> Esercizi scritti:
- 1) Traduci in inglese questa frase del brano sulla politica americana: "Dal 2011 la percentuale di approvazione è scesa sotto il 20% e settimana scorsa il risultato di un sondaggio Associated Press è stato il 5%!"
- 2) Secondo il brano sulla politica americana, qual è stata la percentuale di votanti alle presidenziali del 2012?

> Brano del documento:
········

Ho trascorso la scorsa settimana lavorativa a New York ed ho avuto la possibilità di cogliere alcuni aspetti della vita americana, che riporto in questo post a titolo di semplice cronaca-flash.
L’antipolitica in versione americana.
Il momento politico attuale è particolarmente acceso ed ho avuto occasione di commentarlo con alcuni amici americani. Il loro grado di stima del mondo politico è molto basso e, per capire se fossero casi particolari o meno, ho cercato conforto in dati più significativi.
Sono quindi andato a pescare questo grafico della Gallup – la storica società americana di sondaggi – circa il grado di approvazione degli americani dell’operato del Congresso (il loro Parlamento) dal 1974 ad oggi.
I dati ci dicono che, ad eccezione del periodo 1998-2005 la quota degli americani che ha approvato l’operato del Congresso è oscillata tra il 20 e il 40%. Dal 2011 la percentuale di approvazione è scesa sotto il 20% e settimana scorsa il risultato di un sondaggio Associated Press è stato il 5%!
Non c’è da sorprendersi, settimana scorsa era in atto uno scontro tra Obama e il Partito Repubblicano su questioni vitali (il budget ed il debito federale) per l’economia americana, che ha assunto anche toni apocalittici: il Presidente accusava i repubblicani di estorcere la democrazia, ricambiato dagli avversari con toni altrettanto forti. Insomma, ad un certo punto mi sono domandato se mi trovavo a New York o ancora in Italia (durante la recente quasi-crisi di governo sotto scacco berlusconiano).
Gli amici americani, oltre al loro malcontento manifestavano il desiderio di …. riforme profonde (mi sono risentito in Italia), perché, ad esempio, ne hanno le tasche piene di essere chiamati alle urne ogni 2 anni – elezioni presidenziali e politiche in alternanza – ed infatti la percentuale di votanti alle presidenziali (58,2% nel 2012) è storicamente molto bassa (vedi grafico), ancora di più alle votazioni politiche.
Vorrebbero un mandato presidenziale più lungo, di almeno 6 anni: in effetti il detto popolare è che nei primi 4 anni il Presidente pensa solo a come ottenere la sua rielezione, nel secondo mandato governa, ma a condizione che abbia la maggioranza anche in Parlamento (che non è per ora il caso di Obama). Non male per la cosiddetta prima democrazia del mondo!
La giustizia americana e la politica.
In sostanza i miei interlocutori sostenevano che il loro mondo politico è autoreferenziale, poco attento agli interessi comuni, e che si sentono spesso presi in giro dal finto gioco delle parti della politica. E fin qui continuavo stranamente a sentirmi in Italia.

········

> Dati registrati:
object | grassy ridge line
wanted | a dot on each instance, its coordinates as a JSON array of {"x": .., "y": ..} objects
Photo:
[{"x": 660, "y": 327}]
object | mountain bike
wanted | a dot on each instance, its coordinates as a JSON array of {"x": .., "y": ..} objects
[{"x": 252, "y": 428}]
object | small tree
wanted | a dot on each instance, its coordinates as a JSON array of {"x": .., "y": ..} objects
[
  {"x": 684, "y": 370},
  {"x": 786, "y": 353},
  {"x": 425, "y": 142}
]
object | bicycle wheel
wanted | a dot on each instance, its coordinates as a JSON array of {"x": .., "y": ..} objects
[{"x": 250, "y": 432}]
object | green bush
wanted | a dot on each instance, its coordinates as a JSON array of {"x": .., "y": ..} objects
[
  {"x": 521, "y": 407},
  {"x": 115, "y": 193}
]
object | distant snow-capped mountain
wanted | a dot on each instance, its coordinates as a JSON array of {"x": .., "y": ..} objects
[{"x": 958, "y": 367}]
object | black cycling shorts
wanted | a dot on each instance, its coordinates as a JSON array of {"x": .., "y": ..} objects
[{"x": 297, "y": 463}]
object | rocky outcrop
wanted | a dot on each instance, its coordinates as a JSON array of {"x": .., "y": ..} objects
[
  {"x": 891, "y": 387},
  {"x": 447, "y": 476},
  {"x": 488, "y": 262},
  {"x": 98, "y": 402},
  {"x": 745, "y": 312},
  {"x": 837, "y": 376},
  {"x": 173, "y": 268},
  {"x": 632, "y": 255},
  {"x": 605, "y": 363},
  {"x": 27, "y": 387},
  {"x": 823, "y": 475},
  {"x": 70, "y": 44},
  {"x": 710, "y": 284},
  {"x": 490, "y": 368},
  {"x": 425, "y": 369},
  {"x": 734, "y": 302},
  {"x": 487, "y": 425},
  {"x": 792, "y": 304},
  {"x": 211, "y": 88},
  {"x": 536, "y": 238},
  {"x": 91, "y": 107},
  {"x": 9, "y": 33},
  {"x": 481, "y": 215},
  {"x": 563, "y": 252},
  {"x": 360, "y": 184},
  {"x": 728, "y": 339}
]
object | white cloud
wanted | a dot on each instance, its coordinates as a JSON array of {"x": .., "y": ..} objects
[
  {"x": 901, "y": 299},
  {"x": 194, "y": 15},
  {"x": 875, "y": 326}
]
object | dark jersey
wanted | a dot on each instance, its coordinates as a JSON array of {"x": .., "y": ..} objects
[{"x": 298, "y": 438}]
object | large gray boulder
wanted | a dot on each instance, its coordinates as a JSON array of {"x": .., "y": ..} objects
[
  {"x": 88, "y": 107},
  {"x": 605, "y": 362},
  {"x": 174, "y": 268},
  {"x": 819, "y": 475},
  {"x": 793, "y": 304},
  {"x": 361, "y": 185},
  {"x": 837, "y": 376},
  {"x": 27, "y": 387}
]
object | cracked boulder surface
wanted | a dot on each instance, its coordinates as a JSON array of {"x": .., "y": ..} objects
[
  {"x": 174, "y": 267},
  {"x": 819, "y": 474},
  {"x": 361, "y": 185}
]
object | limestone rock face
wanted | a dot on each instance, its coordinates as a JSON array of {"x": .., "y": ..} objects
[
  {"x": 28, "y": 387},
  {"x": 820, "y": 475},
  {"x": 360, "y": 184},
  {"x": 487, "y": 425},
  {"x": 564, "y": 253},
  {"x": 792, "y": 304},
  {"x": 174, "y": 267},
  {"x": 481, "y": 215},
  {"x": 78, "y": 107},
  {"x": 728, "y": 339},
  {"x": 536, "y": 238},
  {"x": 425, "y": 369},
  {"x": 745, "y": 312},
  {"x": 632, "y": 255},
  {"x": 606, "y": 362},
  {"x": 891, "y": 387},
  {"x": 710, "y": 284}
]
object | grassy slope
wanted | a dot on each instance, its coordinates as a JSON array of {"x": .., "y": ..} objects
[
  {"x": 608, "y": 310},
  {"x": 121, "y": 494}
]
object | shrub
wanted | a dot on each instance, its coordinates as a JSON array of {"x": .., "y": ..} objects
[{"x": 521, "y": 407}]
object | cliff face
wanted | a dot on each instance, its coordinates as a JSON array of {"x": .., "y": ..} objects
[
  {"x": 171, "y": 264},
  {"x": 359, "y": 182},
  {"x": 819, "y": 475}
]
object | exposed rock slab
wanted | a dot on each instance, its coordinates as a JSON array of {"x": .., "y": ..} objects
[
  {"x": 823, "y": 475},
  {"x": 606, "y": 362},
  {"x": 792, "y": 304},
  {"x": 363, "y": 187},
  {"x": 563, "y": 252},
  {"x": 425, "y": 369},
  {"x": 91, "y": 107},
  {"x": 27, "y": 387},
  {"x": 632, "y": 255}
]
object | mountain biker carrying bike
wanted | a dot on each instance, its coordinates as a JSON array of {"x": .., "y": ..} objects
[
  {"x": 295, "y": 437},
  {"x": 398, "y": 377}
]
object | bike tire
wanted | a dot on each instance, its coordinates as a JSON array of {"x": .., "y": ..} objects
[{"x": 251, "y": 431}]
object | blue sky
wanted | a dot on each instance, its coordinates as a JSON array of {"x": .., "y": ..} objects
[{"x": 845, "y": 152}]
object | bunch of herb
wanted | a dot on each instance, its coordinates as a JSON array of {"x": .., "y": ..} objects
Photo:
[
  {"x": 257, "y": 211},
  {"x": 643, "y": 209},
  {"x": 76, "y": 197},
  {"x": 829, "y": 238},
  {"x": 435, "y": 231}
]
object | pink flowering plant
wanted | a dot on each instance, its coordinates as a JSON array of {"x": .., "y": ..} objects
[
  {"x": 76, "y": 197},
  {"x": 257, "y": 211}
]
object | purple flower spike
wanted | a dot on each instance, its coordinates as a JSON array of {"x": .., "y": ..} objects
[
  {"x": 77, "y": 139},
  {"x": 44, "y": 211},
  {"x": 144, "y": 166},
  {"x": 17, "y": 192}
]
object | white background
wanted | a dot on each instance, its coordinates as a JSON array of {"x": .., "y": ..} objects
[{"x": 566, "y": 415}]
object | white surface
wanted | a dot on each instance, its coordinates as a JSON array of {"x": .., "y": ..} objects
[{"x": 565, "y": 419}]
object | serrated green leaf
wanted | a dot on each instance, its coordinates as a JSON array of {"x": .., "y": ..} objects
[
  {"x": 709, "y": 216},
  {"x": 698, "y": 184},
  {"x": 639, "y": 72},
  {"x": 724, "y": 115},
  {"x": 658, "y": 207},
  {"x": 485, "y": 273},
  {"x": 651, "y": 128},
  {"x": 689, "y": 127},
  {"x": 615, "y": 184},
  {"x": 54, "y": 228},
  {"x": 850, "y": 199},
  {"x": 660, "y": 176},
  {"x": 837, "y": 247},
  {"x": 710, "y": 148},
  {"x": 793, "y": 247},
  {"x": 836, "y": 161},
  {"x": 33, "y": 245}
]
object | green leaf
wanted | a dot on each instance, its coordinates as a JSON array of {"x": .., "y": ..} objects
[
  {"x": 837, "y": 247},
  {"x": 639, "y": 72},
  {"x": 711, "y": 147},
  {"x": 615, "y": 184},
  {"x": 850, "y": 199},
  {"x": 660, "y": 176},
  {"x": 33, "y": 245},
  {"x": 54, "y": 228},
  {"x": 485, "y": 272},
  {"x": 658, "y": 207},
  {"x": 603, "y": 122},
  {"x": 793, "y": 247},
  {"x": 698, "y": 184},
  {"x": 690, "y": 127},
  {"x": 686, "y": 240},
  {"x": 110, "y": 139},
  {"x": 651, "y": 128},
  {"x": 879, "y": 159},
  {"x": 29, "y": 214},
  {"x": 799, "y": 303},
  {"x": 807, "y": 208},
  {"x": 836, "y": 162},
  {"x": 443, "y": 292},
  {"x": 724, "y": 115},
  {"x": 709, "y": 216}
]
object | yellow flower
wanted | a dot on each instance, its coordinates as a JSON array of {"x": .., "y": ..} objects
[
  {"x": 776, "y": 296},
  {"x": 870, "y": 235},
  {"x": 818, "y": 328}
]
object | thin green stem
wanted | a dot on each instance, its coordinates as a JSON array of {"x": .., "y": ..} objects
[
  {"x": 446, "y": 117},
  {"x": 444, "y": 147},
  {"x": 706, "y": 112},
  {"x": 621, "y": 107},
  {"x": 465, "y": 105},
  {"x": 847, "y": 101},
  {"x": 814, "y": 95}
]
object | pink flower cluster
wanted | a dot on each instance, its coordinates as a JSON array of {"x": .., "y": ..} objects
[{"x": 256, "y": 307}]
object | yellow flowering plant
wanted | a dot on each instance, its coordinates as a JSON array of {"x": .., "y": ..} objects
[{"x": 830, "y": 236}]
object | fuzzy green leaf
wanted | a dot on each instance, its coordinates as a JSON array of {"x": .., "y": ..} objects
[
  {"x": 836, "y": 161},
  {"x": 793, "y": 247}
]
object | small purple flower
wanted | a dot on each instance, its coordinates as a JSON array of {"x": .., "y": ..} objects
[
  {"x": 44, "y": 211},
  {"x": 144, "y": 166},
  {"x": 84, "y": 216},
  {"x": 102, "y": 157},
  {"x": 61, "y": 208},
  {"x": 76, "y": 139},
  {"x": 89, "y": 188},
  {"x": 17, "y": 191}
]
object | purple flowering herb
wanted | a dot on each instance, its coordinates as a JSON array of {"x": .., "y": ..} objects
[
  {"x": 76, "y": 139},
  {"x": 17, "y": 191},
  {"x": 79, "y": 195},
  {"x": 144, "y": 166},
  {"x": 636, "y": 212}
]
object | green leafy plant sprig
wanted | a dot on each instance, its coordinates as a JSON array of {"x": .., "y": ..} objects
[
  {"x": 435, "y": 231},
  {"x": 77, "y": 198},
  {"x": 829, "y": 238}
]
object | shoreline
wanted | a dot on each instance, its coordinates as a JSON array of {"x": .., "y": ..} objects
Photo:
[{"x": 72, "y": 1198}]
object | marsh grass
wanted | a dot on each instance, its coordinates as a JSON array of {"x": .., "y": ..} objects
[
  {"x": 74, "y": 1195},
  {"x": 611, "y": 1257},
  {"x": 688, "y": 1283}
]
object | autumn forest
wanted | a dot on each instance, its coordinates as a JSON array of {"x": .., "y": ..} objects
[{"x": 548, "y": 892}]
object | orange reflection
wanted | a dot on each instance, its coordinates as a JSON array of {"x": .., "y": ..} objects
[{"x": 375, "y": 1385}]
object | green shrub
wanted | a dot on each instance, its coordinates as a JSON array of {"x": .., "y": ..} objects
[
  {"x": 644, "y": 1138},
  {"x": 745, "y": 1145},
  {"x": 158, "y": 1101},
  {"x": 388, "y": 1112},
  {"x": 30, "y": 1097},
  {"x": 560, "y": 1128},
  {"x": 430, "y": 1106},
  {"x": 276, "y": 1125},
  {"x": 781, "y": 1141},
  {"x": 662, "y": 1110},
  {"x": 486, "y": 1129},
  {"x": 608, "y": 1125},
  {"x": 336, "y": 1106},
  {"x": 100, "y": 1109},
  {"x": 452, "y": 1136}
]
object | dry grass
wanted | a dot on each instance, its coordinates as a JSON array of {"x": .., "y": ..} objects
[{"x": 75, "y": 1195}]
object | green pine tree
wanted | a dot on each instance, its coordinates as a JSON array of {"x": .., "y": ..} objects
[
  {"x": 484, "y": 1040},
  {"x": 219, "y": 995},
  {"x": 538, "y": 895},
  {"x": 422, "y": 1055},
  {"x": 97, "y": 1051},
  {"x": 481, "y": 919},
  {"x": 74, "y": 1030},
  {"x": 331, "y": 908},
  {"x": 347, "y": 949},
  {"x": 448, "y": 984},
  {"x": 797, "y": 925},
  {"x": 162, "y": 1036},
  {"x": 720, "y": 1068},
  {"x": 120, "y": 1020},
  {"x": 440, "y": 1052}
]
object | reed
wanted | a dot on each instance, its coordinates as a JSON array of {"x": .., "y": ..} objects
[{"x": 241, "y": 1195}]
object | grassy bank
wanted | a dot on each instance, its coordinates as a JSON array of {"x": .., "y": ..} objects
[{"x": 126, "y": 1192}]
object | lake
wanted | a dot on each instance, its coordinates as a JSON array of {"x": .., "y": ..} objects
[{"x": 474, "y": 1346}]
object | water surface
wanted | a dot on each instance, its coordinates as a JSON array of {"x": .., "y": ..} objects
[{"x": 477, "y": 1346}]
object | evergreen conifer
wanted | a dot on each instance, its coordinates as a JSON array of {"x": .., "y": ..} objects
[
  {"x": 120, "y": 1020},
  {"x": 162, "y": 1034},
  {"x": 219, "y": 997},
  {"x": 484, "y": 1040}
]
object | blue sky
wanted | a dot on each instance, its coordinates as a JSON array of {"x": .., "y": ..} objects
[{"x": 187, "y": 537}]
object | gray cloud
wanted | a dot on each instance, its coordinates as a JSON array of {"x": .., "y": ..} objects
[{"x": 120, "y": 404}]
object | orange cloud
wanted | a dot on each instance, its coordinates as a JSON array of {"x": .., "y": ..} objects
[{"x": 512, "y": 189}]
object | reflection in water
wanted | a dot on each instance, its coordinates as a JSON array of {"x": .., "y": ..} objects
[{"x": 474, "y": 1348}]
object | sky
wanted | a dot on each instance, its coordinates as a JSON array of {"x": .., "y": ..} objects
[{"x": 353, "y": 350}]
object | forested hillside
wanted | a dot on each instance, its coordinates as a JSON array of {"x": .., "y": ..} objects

········

> Soluzioni:
- 1) Since 2011 the approval rating has dropped below 20%, and last week the result of an Associated Press poll was 5%!

- 2) Il 58,2%.